─── Supplied material
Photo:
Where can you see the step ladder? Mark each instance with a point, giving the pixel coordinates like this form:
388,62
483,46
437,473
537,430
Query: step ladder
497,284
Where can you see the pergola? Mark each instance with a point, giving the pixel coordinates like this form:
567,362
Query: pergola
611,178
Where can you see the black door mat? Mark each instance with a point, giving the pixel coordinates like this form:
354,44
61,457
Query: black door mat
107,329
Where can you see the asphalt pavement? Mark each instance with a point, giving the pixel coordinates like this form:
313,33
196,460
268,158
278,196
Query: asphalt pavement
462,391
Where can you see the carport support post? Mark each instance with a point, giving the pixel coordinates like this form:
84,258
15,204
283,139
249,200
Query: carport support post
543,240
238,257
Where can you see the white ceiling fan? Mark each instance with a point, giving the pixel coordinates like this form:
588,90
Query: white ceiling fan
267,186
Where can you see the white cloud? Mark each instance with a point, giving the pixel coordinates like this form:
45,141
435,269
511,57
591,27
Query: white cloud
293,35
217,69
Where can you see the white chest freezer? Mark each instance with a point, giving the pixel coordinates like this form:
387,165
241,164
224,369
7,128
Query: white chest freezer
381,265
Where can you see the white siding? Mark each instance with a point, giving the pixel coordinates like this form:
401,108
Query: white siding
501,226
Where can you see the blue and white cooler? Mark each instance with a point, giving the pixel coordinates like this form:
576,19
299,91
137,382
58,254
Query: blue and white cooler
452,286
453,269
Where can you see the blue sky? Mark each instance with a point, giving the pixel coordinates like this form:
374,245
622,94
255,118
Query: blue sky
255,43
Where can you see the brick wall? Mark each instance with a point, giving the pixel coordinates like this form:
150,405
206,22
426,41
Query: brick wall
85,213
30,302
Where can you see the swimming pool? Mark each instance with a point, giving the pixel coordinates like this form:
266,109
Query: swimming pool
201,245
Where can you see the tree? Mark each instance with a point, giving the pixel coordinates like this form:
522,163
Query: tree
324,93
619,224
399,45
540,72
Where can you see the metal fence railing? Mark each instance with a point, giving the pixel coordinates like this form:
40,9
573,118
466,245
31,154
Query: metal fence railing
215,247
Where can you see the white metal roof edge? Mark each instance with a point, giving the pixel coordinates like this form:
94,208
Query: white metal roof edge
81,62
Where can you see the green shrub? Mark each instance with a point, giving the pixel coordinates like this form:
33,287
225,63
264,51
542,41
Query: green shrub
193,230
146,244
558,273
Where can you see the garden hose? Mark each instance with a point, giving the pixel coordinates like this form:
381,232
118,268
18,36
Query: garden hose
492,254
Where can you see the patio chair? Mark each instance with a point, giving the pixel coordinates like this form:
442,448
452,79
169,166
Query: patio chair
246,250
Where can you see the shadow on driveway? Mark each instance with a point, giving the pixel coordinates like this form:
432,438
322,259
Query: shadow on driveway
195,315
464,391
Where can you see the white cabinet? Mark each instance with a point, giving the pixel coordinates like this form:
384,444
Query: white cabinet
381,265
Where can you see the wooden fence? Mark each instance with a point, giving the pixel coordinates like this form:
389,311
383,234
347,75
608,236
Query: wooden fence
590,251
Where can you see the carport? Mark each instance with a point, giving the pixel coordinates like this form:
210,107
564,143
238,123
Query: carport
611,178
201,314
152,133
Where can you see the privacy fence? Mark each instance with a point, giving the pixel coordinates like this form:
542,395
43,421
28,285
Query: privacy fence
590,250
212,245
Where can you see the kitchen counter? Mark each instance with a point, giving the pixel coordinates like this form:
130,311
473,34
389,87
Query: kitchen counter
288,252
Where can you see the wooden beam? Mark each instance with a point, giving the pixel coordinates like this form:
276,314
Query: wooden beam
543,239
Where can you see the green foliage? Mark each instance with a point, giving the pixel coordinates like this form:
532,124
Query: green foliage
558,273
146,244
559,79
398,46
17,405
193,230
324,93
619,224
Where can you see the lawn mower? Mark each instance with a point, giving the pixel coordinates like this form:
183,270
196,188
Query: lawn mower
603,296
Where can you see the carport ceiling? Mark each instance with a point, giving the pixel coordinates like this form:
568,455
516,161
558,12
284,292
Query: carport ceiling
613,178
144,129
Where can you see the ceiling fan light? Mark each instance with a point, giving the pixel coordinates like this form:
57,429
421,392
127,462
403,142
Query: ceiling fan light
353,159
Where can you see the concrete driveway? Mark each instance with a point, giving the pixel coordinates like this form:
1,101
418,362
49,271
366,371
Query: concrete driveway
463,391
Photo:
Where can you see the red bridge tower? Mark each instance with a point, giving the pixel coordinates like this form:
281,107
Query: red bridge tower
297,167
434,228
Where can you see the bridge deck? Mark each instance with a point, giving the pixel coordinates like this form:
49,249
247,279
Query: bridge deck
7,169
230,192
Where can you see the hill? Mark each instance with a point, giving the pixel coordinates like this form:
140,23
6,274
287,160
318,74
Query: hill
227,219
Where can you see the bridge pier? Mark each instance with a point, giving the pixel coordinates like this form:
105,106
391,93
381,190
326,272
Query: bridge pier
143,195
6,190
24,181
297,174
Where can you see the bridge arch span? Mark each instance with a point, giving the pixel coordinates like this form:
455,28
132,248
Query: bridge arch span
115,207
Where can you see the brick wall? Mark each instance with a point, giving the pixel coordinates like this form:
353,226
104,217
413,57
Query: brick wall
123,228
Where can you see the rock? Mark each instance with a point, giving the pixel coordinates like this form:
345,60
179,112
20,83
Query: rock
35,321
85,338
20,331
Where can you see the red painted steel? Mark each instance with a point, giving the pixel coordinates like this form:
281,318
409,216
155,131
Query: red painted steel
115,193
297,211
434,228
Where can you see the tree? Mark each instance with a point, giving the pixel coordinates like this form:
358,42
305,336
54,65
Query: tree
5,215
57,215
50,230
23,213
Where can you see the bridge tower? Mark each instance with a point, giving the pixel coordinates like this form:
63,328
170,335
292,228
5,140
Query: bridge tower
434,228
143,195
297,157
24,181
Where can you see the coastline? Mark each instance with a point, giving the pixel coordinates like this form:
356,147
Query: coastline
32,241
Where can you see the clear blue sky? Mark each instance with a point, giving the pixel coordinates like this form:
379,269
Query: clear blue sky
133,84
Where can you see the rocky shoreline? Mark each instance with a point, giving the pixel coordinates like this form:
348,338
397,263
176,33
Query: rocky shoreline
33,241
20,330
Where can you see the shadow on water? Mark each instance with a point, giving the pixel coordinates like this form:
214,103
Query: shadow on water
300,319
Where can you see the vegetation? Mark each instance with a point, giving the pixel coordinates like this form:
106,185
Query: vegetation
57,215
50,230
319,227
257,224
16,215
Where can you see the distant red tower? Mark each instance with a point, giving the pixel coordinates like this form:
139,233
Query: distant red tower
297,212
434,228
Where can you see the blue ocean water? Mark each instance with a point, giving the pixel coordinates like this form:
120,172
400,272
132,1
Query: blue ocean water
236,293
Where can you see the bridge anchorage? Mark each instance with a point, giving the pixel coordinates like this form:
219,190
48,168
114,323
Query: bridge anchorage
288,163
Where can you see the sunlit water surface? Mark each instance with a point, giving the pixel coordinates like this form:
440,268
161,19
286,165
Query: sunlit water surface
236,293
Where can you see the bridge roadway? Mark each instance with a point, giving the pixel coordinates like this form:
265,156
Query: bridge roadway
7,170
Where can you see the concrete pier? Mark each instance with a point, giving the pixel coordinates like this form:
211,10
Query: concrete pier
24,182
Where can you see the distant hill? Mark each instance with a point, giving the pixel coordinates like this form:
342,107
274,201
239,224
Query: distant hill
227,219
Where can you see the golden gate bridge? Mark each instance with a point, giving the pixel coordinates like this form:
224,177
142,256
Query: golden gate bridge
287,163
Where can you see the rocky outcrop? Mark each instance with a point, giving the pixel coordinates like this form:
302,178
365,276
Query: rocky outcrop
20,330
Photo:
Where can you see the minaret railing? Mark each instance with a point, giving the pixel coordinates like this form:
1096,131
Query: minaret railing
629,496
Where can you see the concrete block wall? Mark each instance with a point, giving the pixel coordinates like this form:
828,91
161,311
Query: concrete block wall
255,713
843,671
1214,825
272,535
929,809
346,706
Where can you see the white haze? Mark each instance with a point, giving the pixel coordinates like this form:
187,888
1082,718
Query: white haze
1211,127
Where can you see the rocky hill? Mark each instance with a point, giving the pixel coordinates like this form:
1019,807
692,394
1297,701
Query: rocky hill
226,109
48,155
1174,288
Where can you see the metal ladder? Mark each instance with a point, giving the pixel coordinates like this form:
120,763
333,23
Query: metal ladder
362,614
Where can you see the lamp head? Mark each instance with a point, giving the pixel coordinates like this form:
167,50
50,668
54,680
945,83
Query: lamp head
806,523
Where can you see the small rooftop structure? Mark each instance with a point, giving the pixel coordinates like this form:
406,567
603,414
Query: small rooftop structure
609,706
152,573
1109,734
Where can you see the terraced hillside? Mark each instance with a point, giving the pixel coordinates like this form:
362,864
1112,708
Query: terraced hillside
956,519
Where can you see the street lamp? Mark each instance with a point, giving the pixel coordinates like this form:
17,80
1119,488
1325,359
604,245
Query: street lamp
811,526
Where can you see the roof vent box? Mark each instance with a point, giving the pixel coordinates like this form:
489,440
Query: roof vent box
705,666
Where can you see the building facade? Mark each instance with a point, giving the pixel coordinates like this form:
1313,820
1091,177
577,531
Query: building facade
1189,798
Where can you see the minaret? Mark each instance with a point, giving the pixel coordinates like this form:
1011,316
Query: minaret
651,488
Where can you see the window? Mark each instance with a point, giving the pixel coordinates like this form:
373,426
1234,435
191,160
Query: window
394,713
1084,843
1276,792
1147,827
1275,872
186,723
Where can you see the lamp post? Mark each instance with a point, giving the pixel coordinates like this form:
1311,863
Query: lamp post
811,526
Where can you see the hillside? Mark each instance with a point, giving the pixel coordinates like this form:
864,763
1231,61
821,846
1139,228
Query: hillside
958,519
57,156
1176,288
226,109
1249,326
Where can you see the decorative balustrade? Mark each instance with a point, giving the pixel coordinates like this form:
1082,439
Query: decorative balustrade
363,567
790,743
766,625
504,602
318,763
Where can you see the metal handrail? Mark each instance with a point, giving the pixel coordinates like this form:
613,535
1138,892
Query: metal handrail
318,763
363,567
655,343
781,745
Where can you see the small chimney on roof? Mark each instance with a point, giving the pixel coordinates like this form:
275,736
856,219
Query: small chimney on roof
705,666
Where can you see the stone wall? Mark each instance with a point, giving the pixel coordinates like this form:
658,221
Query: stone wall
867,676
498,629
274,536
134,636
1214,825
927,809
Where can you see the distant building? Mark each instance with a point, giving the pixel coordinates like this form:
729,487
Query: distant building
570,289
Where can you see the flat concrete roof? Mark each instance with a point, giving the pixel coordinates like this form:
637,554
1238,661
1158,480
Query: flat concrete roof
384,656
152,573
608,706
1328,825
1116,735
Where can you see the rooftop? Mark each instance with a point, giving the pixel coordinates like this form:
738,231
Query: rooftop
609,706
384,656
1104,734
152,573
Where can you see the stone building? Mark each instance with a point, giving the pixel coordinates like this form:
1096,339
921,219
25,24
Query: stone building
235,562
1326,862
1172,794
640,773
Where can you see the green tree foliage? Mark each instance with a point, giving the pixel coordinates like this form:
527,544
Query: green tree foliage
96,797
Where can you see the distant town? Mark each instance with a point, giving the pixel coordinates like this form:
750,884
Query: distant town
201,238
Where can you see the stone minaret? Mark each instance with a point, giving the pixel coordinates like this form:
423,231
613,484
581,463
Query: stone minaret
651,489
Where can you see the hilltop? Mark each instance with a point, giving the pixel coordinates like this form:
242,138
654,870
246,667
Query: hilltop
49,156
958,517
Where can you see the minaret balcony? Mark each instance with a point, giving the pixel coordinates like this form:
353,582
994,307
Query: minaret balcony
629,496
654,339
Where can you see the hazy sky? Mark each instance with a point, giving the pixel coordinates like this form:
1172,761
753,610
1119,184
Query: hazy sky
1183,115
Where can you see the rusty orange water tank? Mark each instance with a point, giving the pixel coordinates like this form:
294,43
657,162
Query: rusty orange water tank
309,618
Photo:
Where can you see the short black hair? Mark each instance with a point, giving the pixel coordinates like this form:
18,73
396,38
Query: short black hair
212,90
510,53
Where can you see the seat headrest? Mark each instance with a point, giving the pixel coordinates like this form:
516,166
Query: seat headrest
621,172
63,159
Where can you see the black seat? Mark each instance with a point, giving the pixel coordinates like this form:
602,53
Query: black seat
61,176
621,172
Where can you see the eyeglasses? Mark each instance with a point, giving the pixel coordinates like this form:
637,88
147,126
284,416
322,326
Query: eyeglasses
──────
What you should do >> Every line above that holds the word "eyeglasses" needs to be copied.

Answer for the task >>
Where can you see the eyeglasses? Mark each instance with a point, giving the pixel coordinates like this form:
Query: eyeglasses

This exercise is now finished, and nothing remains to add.